Palestinian Indigeneity and Zionist Colonialism

In his 2016 book “Israel’s Colonial project in Palestine: Brutal Pursuit”, Elia Zurek states that colonialism has three foundational concerns – violence, territory, and population control, and that Israel practises all three forms of what he terms “settler colonialism”.

Once one cuts through the obligatory theory contextualisation of the man’s research, here Foucaldian and Gramiscian theory, (let’s not forget that Zureik is also under pressure to publish or perish at university…) and once one gets past the fact that the author is a Levantine Arab whose family migrated to Canada, Zurek’s thesis is that the State of Israel today is a continuation of British imperialist Zionist colonialism where (quoting the dubious scholarship of Joseph Massad) Zionism established a state-framework on “…a colonized country, either replacing an existing state structure or inaugurating one where it had not existed before.”

He couches this in flowery high-faluting terms of “otherness” and the “…reflexive, historical, interactive, and contextualised…” self (what on earth does that even mean to your average bloke in the street, I ask you…).

There are several issues with Zureik’s thesis which render the remainder of his book irrelevant at worst and an exercise in intellectual gymnastics at best.

For starters, the gradual realisation of the dream of the early Zionists in forming a Jewish Homeland did not impose or replace “state structure” on any country. No Arab or Muslim polity called Palestine had ever existed prior to 1948. Between 1920-48, during the British Mandate years, the territory of “Palestine” was mandated land, land mandated to Britain and France under the LEGAL auspices of the League of Nations for the creation of both a Jewish and an additional Arab Muslim homeland. And for 500 years prior to the defeat and routing of the Ottomans from the Levant, there had further never been an Arab political entity called Palestine.

If anything, in Zureik’s eagerness to ascribe colonialism to the Zionist enterprise in the Levant in the twentieth century, perhaps he would have been better advised to consider researching the nature of the verifiable narratives of the Arab conquests of Byzantine Palestine and North Africa as prima facie evidence of Arab settler-colonialism (Joffe, 2017).

It is difficult to ascribe the 634-37 CE Muslim armies conquest under Caliph Umar who conquered the entirety of the Levant before invading Armenia and Anatolia in 638 and Cyprus in 639 as anything other than Arab settler-colonialism where, as Massad, 2001 helpfully points out, invading foreign Arab Muslim forces Inaugurated “state structure where it had not existed before.”

It follows then that the “…subsequent Islamization and Arabization of the Levant entailed reorganizing the region into administrative provinces, instituting new social categories for the purposes of taxation and control, implanting settlers and reapportioning lands as estates, and encouraging conversion to Islam” (Joffe, 2017).

Data for analysis:
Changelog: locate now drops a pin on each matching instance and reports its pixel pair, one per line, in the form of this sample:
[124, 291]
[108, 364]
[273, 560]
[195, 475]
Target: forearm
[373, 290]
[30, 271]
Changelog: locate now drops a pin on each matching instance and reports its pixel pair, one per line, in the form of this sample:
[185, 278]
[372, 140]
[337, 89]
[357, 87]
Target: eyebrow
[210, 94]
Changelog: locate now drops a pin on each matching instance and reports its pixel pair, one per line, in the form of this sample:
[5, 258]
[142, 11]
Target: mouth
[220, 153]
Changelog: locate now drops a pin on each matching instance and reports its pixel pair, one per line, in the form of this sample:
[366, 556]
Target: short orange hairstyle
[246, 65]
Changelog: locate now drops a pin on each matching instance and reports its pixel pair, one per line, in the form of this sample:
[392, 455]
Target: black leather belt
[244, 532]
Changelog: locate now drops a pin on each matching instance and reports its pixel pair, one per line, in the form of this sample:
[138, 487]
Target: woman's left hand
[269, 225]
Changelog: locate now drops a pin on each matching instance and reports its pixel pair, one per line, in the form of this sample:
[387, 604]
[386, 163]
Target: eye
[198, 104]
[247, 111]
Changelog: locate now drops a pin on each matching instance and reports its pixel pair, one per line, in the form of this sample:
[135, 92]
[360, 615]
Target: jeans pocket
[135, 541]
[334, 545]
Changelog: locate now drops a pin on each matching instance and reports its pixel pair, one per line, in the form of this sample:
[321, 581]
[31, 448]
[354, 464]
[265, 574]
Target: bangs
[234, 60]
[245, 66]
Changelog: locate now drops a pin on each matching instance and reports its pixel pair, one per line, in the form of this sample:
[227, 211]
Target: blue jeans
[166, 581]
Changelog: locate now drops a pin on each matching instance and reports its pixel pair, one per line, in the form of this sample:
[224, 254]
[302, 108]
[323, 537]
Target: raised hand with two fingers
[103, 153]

Exercises:
(1) Extract the passage of the essay on Palestinian indigeneity starting at "He couches this" and ending at "gymnastics at best.".
(2) According to the essay on Palestinian indigeneity, what three foundational concerns of colonialism does the 2016 book identify?
The items have no connection to the essay on Palestinian indigeneity.

Your written answers:
(1)
He couches this in flowery high-faluting terms of “otherness” and the “…reflexive, historical, interactive, and contextualised…” self (what on earth does that even mean to your average bloke in the street, I ask you…).

There are several issues with Zureik’s thesis which render the remainder of his book irrelevant at worst and an exercise in intellectual gymnastics at best.

(2) Violence, territory, and population control.